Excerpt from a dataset
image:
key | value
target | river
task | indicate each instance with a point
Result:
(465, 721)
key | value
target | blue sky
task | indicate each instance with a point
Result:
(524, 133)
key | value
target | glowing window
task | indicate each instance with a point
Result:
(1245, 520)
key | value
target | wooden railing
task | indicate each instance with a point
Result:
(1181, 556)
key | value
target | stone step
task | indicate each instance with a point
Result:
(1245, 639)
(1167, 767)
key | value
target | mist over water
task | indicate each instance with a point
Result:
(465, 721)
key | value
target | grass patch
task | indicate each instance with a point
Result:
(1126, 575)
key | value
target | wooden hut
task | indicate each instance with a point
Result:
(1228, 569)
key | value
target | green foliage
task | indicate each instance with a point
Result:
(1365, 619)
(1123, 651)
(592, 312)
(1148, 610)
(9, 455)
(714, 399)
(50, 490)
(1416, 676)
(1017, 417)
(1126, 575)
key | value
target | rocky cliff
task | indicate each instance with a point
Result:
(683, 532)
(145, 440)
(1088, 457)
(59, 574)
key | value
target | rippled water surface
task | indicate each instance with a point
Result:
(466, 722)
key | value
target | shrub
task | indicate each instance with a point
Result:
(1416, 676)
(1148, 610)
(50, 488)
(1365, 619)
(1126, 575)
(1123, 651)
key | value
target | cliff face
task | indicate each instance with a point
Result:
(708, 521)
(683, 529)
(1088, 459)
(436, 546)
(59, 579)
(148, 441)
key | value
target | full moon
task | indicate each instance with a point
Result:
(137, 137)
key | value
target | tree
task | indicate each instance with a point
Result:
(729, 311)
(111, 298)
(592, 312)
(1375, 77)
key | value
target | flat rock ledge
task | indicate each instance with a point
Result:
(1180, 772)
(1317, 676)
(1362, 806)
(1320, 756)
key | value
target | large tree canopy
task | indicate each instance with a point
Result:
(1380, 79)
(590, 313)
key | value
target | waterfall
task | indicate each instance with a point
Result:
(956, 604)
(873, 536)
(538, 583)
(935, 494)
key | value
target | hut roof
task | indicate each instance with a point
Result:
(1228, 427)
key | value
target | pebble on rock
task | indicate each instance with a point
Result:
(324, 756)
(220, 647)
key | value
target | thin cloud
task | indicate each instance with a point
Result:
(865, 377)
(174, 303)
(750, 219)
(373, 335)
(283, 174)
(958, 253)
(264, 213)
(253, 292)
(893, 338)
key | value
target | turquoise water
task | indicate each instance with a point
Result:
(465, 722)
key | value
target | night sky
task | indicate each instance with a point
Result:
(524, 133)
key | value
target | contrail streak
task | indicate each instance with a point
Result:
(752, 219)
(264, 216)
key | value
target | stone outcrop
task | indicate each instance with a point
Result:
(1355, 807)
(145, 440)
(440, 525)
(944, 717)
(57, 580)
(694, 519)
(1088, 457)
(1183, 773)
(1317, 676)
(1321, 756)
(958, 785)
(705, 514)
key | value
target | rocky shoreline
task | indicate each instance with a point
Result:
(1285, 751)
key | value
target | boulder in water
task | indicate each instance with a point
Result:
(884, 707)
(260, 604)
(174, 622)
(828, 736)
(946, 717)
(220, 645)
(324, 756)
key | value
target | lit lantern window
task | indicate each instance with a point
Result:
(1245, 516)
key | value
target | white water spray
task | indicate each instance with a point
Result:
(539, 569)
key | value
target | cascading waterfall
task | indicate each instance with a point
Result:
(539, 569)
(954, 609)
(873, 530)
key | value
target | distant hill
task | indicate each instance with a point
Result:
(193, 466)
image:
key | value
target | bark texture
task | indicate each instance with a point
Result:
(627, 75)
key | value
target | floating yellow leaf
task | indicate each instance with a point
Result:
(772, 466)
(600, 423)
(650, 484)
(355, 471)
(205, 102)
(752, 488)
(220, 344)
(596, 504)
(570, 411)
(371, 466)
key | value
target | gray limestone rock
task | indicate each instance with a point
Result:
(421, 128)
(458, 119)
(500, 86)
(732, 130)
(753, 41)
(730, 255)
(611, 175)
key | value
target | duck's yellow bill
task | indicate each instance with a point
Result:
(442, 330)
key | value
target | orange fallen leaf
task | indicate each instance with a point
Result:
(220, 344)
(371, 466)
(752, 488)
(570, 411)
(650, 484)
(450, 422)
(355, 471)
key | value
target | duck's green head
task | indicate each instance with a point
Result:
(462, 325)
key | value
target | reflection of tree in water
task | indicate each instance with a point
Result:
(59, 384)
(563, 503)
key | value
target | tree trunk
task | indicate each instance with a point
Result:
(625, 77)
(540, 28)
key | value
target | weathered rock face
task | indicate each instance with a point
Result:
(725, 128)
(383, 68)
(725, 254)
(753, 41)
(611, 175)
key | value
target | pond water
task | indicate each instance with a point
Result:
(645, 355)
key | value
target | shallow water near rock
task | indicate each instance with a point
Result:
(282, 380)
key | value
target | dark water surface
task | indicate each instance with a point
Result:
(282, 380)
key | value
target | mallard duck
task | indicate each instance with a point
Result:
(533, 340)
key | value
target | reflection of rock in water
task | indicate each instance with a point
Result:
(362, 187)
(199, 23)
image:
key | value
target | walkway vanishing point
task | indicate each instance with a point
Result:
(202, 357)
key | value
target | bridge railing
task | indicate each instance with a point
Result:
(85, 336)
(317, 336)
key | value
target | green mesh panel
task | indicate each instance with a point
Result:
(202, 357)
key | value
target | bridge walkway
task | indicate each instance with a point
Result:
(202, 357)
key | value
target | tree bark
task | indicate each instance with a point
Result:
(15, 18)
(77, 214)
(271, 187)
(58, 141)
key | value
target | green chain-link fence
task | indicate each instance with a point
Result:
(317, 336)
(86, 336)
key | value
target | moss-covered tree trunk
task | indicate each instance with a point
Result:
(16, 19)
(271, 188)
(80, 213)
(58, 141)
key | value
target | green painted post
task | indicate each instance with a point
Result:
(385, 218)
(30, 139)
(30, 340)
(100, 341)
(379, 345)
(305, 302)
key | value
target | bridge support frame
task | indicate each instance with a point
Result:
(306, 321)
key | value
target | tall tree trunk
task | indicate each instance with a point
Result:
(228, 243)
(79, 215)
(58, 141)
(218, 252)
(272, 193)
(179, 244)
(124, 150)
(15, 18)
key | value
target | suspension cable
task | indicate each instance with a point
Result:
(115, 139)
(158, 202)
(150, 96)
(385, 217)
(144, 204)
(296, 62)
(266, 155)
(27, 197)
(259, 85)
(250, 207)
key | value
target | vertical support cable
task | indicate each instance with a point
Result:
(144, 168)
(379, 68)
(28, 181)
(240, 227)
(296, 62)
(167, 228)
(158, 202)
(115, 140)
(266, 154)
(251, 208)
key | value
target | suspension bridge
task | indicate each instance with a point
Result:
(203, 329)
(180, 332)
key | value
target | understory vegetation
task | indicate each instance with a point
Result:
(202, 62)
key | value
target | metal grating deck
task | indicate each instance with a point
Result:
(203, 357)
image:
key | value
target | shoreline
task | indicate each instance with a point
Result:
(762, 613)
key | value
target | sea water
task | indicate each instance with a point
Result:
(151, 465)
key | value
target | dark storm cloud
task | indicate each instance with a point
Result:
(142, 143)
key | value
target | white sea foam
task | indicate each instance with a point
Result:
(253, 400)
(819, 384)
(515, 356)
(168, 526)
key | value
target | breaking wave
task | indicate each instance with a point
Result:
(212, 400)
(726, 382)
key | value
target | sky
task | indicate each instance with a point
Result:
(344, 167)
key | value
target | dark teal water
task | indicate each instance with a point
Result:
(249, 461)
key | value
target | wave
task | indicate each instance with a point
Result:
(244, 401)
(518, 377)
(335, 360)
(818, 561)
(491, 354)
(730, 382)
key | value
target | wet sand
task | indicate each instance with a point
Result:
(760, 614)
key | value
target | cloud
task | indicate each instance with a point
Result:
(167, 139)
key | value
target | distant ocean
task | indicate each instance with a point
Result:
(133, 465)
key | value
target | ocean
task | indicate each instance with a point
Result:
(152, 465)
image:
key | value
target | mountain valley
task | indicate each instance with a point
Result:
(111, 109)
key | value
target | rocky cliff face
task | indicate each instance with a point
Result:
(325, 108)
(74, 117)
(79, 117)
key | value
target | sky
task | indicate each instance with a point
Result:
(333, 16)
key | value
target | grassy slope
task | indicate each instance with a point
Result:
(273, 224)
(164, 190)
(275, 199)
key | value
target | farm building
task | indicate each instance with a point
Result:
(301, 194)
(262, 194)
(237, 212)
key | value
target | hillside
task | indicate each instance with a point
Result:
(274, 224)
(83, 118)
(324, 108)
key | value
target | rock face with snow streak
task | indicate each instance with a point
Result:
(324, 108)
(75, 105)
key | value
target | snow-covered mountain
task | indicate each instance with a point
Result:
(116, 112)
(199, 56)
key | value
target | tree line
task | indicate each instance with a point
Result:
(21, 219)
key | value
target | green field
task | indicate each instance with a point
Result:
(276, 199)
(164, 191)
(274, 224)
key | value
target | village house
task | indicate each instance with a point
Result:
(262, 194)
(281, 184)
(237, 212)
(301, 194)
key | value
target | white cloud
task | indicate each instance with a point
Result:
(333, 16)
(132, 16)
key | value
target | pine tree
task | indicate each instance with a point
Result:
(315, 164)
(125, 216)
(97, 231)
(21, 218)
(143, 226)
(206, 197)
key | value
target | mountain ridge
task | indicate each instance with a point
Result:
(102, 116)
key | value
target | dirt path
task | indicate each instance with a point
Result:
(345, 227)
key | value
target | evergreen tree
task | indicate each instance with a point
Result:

What is asked: From the entries above, extract every line that contains the string "suspension", treating uppercase and lowercase as different.

Answer to the task:
target | suspension cable
target | suspension bridge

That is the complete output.